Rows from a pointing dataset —

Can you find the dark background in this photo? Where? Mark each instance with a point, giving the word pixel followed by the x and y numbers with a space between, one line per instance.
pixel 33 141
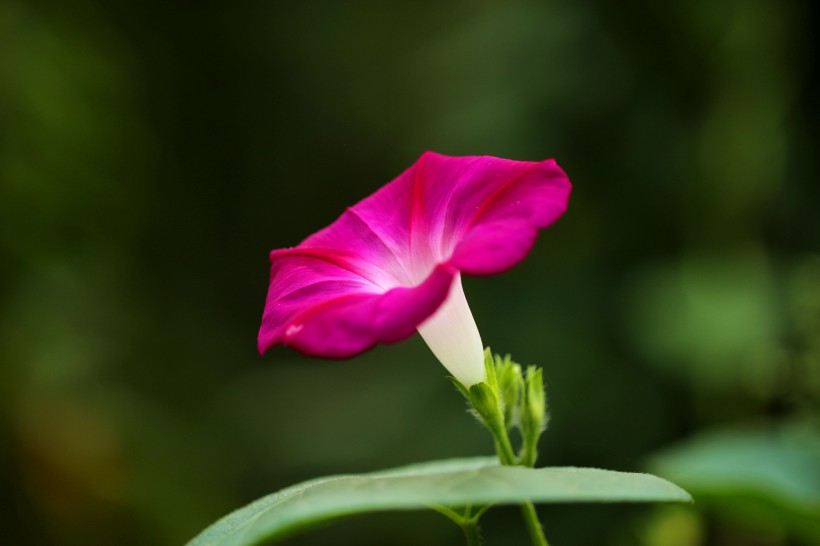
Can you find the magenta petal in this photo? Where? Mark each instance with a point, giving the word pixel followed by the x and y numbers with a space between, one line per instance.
pixel 386 265
pixel 348 321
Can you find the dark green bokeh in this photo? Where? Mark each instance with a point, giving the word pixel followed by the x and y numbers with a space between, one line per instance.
pixel 151 154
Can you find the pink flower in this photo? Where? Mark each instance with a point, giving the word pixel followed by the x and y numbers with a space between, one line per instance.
pixel 392 263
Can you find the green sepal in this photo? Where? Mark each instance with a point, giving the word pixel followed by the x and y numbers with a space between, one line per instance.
pixel 510 385
pixel 460 387
pixel 533 414
pixel 489 370
pixel 485 402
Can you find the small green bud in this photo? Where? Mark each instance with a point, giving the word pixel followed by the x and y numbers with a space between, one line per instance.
pixel 485 402
pixel 535 396
pixel 533 415
pixel 489 369
pixel 510 384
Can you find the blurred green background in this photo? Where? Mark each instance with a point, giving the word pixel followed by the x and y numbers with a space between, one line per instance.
pixel 152 153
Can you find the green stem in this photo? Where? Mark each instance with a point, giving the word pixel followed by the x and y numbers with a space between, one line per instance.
pixel 533 525
pixel 470 528
pixel 507 457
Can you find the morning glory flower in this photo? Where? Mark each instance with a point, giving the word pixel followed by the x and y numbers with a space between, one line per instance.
pixel 392 263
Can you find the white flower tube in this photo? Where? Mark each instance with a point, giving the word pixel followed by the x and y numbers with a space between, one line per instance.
pixel 452 335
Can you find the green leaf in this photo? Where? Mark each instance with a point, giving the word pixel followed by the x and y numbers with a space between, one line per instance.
pixel 455 482
pixel 757 475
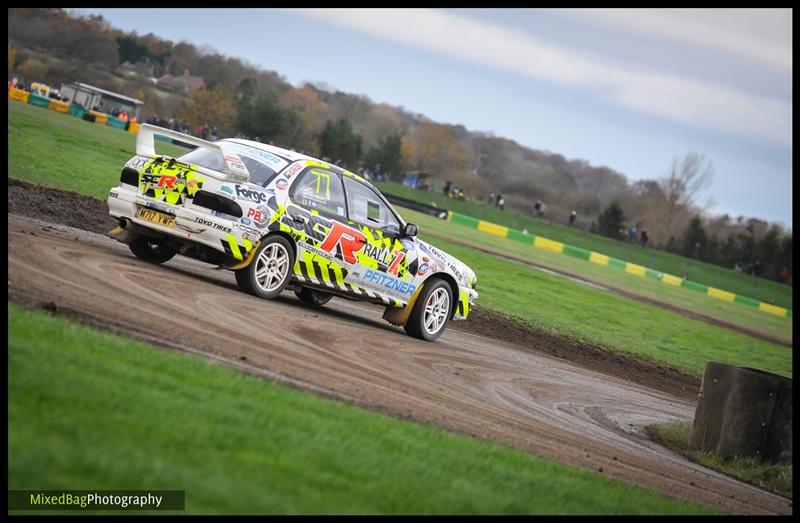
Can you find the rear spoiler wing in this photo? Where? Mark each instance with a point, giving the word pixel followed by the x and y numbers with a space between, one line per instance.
pixel 145 146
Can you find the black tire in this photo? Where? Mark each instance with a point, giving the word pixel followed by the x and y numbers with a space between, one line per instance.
pixel 313 297
pixel 150 250
pixel 415 326
pixel 274 285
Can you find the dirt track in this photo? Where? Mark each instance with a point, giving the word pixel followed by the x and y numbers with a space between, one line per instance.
pixel 464 382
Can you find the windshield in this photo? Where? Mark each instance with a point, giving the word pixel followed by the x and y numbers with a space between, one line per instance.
pixel 262 165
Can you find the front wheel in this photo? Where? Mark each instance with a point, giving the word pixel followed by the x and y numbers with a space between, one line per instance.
pixel 271 269
pixel 431 311
pixel 151 250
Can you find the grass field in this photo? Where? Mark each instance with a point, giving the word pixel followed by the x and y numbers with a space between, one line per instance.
pixel 92 410
pixel 676 436
pixel 435 229
pixel 542 300
pixel 720 277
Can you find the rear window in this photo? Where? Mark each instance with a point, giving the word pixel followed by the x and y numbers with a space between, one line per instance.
pixel 260 173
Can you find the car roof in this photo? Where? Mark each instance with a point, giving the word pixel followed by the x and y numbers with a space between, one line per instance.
pixel 292 156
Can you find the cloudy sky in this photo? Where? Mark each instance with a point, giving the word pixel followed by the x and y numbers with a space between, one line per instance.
pixel 628 89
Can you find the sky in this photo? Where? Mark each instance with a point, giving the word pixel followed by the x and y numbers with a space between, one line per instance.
pixel 622 88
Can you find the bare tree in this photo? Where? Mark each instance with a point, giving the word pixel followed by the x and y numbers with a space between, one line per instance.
pixel 688 177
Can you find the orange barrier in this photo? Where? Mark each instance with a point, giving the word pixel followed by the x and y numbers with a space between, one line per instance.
pixel 58 105
pixel 99 118
pixel 18 94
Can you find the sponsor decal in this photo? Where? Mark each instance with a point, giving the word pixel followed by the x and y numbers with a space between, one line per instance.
pixel 260 215
pixel 209 223
pixel 251 195
pixel 345 241
pixel 294 169
pixel 137 162
pixel 389 282
pixel 164 181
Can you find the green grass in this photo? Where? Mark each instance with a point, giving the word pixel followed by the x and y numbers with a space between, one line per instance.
pixel 676 436
pixel 538 299
pixel 435 229
pixel 713 275
pixel 90 410
pixel 58 150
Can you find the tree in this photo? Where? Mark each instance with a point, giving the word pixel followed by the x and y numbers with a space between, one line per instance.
pixel 433 148
pixel 32 70
pixel 687 178
pixel 339 142
pixel 387 153
pixel 693 235
pixel 611 221
pixel 263 117
pixel 213 108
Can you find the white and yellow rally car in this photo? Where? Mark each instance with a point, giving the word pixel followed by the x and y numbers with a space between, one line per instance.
pixel 280 220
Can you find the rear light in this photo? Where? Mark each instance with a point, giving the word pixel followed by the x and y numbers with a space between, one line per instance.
pixel 216 202
pixel 129 177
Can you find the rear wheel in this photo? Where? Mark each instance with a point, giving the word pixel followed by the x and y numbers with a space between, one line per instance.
pixel 271 269
pixel 431 311
pixel 150 250
pixel 314 297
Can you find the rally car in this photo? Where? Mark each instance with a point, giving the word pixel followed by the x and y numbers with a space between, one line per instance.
pixel 282 220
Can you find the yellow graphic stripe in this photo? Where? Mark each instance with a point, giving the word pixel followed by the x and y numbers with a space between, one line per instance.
pixel 722 295
pixel 550 245
pixel 599 259
pixel 635 269
pixel 493 228
pixel 772 309
pixel 234 247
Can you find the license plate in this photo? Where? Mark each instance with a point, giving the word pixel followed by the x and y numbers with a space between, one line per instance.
pixel 159 218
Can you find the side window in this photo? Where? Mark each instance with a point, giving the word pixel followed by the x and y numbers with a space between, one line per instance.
pixel 319 189
pixel 366 207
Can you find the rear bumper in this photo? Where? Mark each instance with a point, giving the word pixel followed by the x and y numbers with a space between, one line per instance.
pixel 196 225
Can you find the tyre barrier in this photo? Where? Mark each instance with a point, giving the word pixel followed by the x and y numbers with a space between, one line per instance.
pixel 601 259
pixel 743 412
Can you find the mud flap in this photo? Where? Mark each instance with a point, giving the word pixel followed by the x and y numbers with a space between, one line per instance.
pixel 246 262
pixel 399 316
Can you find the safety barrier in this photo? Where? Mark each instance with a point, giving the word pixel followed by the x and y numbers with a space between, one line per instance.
pixel 72 109
pixel 601 259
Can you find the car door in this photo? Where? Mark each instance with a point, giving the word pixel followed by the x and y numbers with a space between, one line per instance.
pixel 316 217
pixel 386 261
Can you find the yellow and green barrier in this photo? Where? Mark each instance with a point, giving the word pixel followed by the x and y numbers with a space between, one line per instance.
pixel 69 108
pixel 601 259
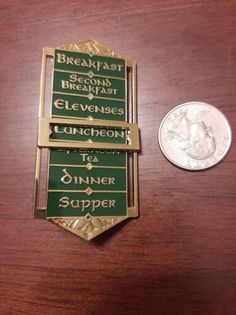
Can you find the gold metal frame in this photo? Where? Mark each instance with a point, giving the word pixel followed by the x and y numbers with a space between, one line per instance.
pixel 87 227
pixel 44 140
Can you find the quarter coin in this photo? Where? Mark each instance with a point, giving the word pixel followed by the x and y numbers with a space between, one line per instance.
pixel 195 136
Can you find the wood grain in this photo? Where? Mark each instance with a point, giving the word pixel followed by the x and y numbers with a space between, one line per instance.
pixel 179 256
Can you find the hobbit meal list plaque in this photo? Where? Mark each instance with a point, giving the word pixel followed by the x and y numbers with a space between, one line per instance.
pixel 91 137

Problem statement — Go through all the rows and change each "in this photo" to "in this image", leaving every other word as it is. Don't include the pictures in your answer.

Task solution —
Can you find the dark background in this image? Where? Mark each instance with a point, giving the word pixel followed by the x and y numbers with a space between, one line per instance.
pixel 33 141
Can you find the magenta petal in this image? Where? Mark each instance with a point, giving the word pixel followed by the x and y numbers with a space between, one line per instance.
pixel 386 265
pixel 348 321
Can you find the dark green bokeh in this image? Where? Mark each instance with a point, giving the word pixel followed by the x and y numbers with a space between, one line per instance.
pixel 151 154
Can you find the pink flower in this image? Where? Mark each instance with a point, giving the word pixel followed by the x and y numbers with a space between, one line per instance.
pixel 392 263
Can you find the green sepal in this image? Where? Mark each instance with a point, giving the word pixel followed by the x and y numbers with a space between, one line per instance.
pixel 510 385
pixel 460 387
pixel 533 414
pixel 489 370
pixel 485 402
Can you find the small green bud in this image? Where? Mark each instance with a point, giving the word pixel followed by the x and y numbers with a space between, one line per instance.
pixel 485 402
pixel 535 396
pixel 533 415
pixel 489 369
pixel 510 384
Can you find the blurred green background in this image? Where? Mark each instance with a point, giving the word pixel followed by the x and y numbers with a space between, one line per instance.
pixel 152 153
Can you find the green stem in this image? Where? Mark each instance with a point, giving the word pixel followed by the x and y numbers with a space between, one line per instance.
pixel 533 525
pixel 470 528
pixel 507 457
Can you find the morning glory flower in this image? Where? Mark each instance with a point, giving the word pixel followed by the x and y numbers with a space between, one line per instance.
pixel 392 263
Can you find the white flower tube in this image? Where? Mark each instance with a point, giving the word pixel followed by the x and y numbers with a space between, one line per instance.
pixel 452 335
Can you find the green leaf in this image? Where? Mark each instance with a point, giving the word pixel followed by the x and y numbers with a space between, one line per instance.
pixel 455 482
pixel 757 475
Can you find the rear spoiler wing in this image? Where? Mark each instance with a point, giving the word pixel followed by the x and y numbers with a space between, one line per instance.
pixel 145 146
Can you find the black tire in this image? Where? Mark each instance with a point, giving the word pixel followed by the x and y numbers with a space between, one line per instance.
pixel 313 297
pixel 150 250
pixel 415 326
pixel 274 285
Can you find the dirt track in this image? Where? Mark each instance with a point, giving the word pixel followed by the x and y numbers with a space between, one line per instance.
pixel 464 382
Can you find the windshield in this image? Where? Mark each instance with a point, giving the word pixel followed by the x and y numbers with a space between, one line per instance.
pixel 262 165
Can you find the front wheel in this image? Where? Mark each instance with a point, giving the word pixel followed by the x and y numbers with a space between, one line per instance.
pixel 271 269
pixel 431 311
pixel 151 250
Can you find the grass field in this image? Where? Mark each instance with a point, giving the word pixel followed by the x and y numbers with a space between, one line per instance.
pixel 92 410
pixel 676 436
pixel 435 229
pixel 542 300
pixel 720 277
Can you find the rear window in this image? Where? Mark each instance with a point, giving the word pixel followed by the x and y numbers with a space between, one line per instance.
pixel 260 173
Can you find the car roof in this image? Where? Mark each instance with a point, giving the word pixel followed by the x and y numbers with a space between, one line per instance.
pixel 292 156
Can you find the cloudy sky in this image? Where? Mark each instance with a point, giving the word pixel followed by the x and y numbers with a space between, one line per instance.
pixel 628 89
Can you find the sky in this image? Where? Mark each instance with a point, giving the word pixel followed by the x and y numbers with a space between, one line per instance.
pixel 622 88
Can you find the bare tree in this image? Where? Mark each instance with a point, giving the word pixel followed by the x and y numbers with a space between, one line per instance.
pixel 688 177
Can you find the orange barrier in this image? Where? Mark each instance with a point, giving the word pixel followed by the x and y numbers with a space between, one line per instance.
pixel 58 105
pixel 99 118
pixel 18 94
Can you find the sponsor decal in this image? Where? Mark each instance with a point, giving the word pixel followed by the x and y numbers with a space between, one line per instance.
pixel 260 215
pixel 209 223
pixel 251 195
pixel 345 241
pixel 294 169
pixel 137 162
pixel 389 282
pixel 164 181
Can you find the green grass in this image? Where? Mark each instance with a point, giving the word pixel followed by the x and y numbers with a space between, one line per instance.
pixel 676 436
pixel 538 299
pixel 435 229
pixel 713 275
pixel 90 410
pixel 58 150
Can you find the tree in this image? Where? Mark each instance with a point, giving the word pixel followed by the x and y numbers with a space between, one line per instance.
pixel 433 148
pixel 32 70
pixel 687 178
pixel 339 142
pixel 387 153
pixel 693 235
pixel 611 221
pixel 263 117
pixel 213 108
Can you find the white and yellow rally car in this image? Where? Mark each instance with a point, giving the word pixel followed by the x and y numbers with a space between, one line per instance.
pixel 280 220
Can you find the rear light in this image? Where? Mark each instance with a point, giving the word pixel followed by the x and y numbers with a space between, one line per instance.
pixel 216 202
pixel 129 177
Can you find the rear wheel in this image? Where? Mark each instance with a point, giving the word pixel followed by the x and y numbers with a space between, one line per instance.
pixel 271 269
pixel 431 311
pixel 150 250
pixel 314 297
Can you find the rally car in this image? Where? Mark each instance with a point, giving the word pixel followed by the x and y numbers with a space between, one line per instance.
pixel 282 220
Can you find the yellow graphic stripe in this image? Where? Mark each instance with a point, giving the word pixel followed by the x and y numbers with a space between, one line per instance.
pixel 722 295
pixel 550 245
pixel 599 259
pixel 635 269
pixel 493 228
pixel 772 309
pixel 234 247
Can you find the license plate in this image? Where? Mark each instance with a point, giving the word pixel followed by the x and y numbers with a space between, one line per instance.
pixel 159 218
Can you find the side window in this image? Where? Mark each instance with a point, giving the word pixel followed by the x and y numbers with a space between, one line per instance.
pixel 319 189
pixel 366 207
Can you find the rear bumper in this image? Where? Mark each instance with a point, giving the word pixel followed by the x and y numbers with a space between, one line per instance.
pixel 196 225
Can you find the tyre barrier in this image? Where? Mark each instance with a point, giving the word pixel followed by the x and y numbers with a space between, one line per instance.
pixel 601 259
pixel 743 412
Can you find the mud flap in this image? Where? Mark each instance with a point, giving the word pixel followed by the x and y numbers with a space between, one line per instance.
pixel 246 262
pixel 399 316
Can you find the safety barrier in this image? Where? Mark each instance with a point, giving the word pixel followed by the x and y numbers with a space between, one line per instance.
pixel 72 109
pixel 601 259
Can you find the car door in this image? Where? Mark each instance with a point, giving the word pixel followed by the x and y numbers with a space between, one line per instance.
pixel 316 217
pixel 386 261
Can you find the yellow and green barrier in this image? Where? Mark each instance with a point, giving the word pixel followed by the x and y numbers with a space between, one line per instance.
pixel 69 108
pixel 601 259
Can you find the gold metal frame in this image? Where? Mark each instance with a point, giving the word pixel followed by the x and y numbers with a space between, one line per instance.
pixel 87 227
pixel 44 140
Can you find the quarter coin in this image? Where? Mark each instance with a point, giving the word pixel followed by the x and y numbers with a space between, one line per instance.
pixel 195 136
Can you find the wood grain in this image? Where? Mark each instance with a point, giving the word pixel followed by the x and y numbers with a space between, one line per instance.
pixel 179 256
Can you find the hobbit meal list plaque in this image? Where? Mark each instance with a point, giving the word pixel followed by the x and y numbers with a space between, one line per instance.
pixel 91 137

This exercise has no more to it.